* [WHAT IS REQUIRED]
Reproduce the essay on William Bennett's remarks and racism word for word, in full.

* [TEXT EXTRACT]
It comes as no surprise to me that most church folk I talked to were unaware of former Education Secretary William Bennett's shocking remarks last week, where he posited that aborting "Every black baby” in the U.S. would help drive the crime rate down. But I am sure that employers heard it. I'm sure that colleges heard it. I'm sure the police heard it. As much fun as it is to go after Bennett, the truth is Bill Bennett got sucker punched. Our problem is not Bill Bennett. Our problem is racism. Scapegoating Bennett only makes the job of eradicating actual racism that much harder.
I was watching “Bringing Down The House,”
Steve Martin and Queen Latifah’s hilarious movie last night, a
film that probably should have just been okay but actually is
quite funny, due in no small part to Latifah’s incredible
instincts (who’d have thought a street rapper could produce a
top-grossing film?) and Martin’s classic comic timing (and we
really haven’t been terribly impressed by Martin in a long time,
but his classic zaniness—much like Michael Jackson’s trademark
dance steps—really works in this context, even if it is, in
fact, ground pioneered earlier by Warren Beatty, Halle Berry and
the brilliant Don Cheadle in Bulworth, a film I’m sure few if
anyone reading this essay ever saw). Bringing Down The House had
an absurdly racist throughpoint in the story, where virtually
all of the white people, including Steve himself, was
cartoonishly racist. The venerable actor Betty White plays a
neighbor across the street in Martin’s toney neighborhood, who
says unimaginably racist things like, “I thought I saw some
Mexicans yesterday. If they don’t have leaf blowers in their
hands, they make me nervous,” and, “I thought I heard ‘negro,’”

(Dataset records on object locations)

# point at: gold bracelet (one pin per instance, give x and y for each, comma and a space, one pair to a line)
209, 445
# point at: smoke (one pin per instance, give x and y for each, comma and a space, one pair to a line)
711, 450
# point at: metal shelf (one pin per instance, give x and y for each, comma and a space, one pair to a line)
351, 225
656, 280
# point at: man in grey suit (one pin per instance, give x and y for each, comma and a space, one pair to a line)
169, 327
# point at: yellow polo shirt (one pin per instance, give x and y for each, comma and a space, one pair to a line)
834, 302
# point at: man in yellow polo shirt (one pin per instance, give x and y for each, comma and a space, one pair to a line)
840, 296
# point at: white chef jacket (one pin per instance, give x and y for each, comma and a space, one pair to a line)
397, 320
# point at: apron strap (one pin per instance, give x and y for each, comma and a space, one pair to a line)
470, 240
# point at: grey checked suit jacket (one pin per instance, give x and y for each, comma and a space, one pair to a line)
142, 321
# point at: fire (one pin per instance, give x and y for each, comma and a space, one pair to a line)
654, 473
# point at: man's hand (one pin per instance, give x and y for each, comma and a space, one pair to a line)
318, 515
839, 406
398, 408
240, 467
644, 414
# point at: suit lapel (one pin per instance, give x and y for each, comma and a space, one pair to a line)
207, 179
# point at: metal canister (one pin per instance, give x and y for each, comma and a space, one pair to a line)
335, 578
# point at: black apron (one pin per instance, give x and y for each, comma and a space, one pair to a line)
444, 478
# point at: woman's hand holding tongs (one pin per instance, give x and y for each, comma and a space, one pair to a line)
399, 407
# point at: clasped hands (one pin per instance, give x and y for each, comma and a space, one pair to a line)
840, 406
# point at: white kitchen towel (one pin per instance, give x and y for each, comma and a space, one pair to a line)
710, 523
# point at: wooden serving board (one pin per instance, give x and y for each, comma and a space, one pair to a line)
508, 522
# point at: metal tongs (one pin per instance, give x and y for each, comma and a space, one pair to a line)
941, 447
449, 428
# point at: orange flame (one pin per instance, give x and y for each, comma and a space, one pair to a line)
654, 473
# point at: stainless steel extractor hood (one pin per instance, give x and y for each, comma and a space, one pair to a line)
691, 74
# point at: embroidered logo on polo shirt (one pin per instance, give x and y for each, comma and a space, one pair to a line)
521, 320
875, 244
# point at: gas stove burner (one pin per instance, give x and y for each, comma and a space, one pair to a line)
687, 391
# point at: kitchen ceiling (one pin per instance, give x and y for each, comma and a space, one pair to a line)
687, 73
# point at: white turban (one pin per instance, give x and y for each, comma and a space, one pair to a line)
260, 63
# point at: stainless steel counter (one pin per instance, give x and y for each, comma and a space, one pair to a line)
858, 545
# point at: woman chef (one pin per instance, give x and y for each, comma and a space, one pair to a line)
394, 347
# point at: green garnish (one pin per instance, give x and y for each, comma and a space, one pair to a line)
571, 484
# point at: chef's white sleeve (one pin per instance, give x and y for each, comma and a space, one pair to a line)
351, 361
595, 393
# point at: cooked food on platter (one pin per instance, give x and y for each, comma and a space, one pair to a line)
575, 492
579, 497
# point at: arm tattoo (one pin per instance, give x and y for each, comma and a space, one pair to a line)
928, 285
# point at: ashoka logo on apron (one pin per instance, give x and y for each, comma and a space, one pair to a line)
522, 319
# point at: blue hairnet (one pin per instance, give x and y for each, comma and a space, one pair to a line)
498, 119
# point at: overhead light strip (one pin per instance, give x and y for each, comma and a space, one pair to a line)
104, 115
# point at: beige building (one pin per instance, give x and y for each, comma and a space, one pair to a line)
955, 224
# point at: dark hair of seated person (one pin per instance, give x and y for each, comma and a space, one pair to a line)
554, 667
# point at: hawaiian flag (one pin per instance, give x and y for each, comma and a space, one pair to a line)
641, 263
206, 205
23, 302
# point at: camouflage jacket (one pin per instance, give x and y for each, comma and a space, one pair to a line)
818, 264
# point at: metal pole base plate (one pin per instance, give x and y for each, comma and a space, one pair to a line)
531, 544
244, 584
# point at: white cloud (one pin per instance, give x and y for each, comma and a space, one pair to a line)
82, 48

* [FINISHED TASK]
It comes as no surprise to me that most church folk I talked to were unaware of former Education Secretary William Bennett's shocking remarks last week, where he posited that aborting "Every black baby” in the U.S. would help drive the crime rate down. But I am sure that employers heard it. I'm sure that colleges heard it. I'm sure the police heard it. As much fun as it is to go after Bennett, the truth is Bill Bennett got sucker punched. Our problem is not Bill Bennett. Our problem is racism. Scapegoating Bennett only makes the job of eradicating actual racism that much harder.
I was watching “Bringing Down The House,”
Steve Martin and Queen Latifah’s hilarious movie last night, a
film that probably should have just been okay but actually is
quite funny, due in no small part to Latifah’s incredible
instincts (who’d have thought a street rapper could produce a
top-grossing film?) and Martin’s classic comic timing (and we
really haven’t been terribly impressed by Martin in a long time,
but his classic zaniness—much like Michael Jackson’s trademark
dance steps—really works in this context, even if it is, in
fact, ground pioneered earlier by Warren Beatty, Halle Berry and
the brilliant Don Cheadle in Bulworth, a film I’m sure few if
anyone reading this essay ever saw). Bringing Down The House had
an absurdly racist throughpoint in the story, where virtually
all of the white people, including Steve himself, was
cartoonishly racist. The venerable actor Betty White plays a
neighbor across the street in Martin’s toney neighborhood, who
says unimaginably racist things like, “I thought I saw some
Mexicans yesterday. If they don’t have leaf blowers in their
hands, they make me nervous,” and, “I thought I heard ‘negro,’”